[START OF STORED ROWS]

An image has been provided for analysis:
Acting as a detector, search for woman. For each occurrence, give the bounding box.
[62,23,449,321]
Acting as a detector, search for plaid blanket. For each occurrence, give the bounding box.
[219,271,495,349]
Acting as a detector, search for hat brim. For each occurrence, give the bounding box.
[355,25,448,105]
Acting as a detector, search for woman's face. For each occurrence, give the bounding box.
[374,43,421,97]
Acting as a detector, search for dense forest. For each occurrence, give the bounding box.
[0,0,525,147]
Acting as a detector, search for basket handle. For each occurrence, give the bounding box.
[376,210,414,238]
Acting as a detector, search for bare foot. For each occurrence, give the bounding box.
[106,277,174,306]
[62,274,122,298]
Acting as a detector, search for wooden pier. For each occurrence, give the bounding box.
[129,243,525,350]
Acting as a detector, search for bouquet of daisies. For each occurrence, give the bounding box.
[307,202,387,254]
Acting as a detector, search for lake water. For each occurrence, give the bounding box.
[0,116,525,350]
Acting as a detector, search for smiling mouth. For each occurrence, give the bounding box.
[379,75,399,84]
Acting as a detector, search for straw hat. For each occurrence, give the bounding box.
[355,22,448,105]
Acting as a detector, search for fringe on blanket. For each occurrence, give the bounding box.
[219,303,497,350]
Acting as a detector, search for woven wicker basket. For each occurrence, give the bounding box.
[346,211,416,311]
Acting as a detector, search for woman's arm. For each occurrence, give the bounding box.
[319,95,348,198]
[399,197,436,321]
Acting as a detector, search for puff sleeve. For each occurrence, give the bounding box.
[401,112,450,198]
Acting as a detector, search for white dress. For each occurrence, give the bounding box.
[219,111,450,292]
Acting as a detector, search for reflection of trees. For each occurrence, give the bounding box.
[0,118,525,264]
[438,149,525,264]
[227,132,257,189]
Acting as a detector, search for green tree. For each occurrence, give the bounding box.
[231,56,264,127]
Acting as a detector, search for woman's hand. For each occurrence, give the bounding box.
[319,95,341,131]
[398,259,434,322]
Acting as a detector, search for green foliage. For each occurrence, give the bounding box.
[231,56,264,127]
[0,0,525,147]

[END OF STORED ROWS]
[START OF STORED ROWS]

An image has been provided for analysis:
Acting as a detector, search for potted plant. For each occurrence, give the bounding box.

[END OF STORED ROWS]

— GIVEN EXERCISE —
Copy out the entry lines from the line with "Acting as a detector, search for plaid" to the line with "[376,210,414,238]", both included, with no changes.

— COMPLETED TASK —
Acting as a detector, search for plaid blanket. For each occurrence, give the bounding box.
[219,271,495,349]
Acting as a detector, search for hat brim. For each occurrence, give the bounding box.
[355,25,448,105]
Acting as a detector, search for woman's face. For each occurrence, give the bounding box.
[374,43,421,97]
Acting as a detector, search for dense forest. For each occurrence, give the bounding box.
[0,0,525,147]
Acting as a detector, search for basket handle. For each occurrence, give the bounding box.
[376,210,414,238]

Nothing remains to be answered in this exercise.